Supplied records Start Marker

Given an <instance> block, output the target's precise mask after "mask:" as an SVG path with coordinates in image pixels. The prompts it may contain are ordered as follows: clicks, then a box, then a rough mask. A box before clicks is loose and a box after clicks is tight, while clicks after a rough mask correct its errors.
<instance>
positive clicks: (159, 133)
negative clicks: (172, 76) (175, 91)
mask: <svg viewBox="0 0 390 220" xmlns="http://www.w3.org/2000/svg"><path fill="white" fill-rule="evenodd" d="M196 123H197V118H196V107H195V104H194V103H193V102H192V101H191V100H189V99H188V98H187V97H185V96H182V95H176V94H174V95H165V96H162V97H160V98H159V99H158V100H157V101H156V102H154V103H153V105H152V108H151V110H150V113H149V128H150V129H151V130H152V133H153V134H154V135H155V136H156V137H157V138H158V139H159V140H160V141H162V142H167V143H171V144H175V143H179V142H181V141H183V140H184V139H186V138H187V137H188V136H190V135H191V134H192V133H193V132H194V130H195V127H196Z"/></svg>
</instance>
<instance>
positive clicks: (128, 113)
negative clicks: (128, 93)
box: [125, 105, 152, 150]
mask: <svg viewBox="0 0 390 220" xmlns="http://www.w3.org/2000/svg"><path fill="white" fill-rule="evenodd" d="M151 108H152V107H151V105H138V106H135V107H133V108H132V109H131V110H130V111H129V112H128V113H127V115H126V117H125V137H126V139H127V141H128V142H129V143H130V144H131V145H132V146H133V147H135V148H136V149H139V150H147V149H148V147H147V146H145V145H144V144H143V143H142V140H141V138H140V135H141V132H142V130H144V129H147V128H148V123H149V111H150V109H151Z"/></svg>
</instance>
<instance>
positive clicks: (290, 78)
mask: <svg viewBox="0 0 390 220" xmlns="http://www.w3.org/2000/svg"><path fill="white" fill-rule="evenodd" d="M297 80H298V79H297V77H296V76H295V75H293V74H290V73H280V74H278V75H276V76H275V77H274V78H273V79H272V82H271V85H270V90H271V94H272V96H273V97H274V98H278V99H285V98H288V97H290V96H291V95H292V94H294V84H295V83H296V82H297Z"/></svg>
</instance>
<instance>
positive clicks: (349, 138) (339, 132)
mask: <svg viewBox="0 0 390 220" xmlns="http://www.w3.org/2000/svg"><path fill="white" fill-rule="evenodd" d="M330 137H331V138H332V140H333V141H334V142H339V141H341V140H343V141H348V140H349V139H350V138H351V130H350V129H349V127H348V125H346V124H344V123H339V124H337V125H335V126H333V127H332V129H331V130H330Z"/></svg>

Supplied records End Marker

» Work to complete
Set down the lines of the records exactly, from the first one through the line containing "positive clicks: (159, 133)", and add nothing else.

» Written solution
Given an <instance> block, output the target's precise mask after "mask:" as an SVG path with coordinates in image pixels. The prompts it may contain are ordered as follows: clicks, then a box, then a rough mask. A box before clicks is loose and a box after clicks is tight, while clicks after a rough mask correct its errors.
<instance>
positive clicks: (159, 133)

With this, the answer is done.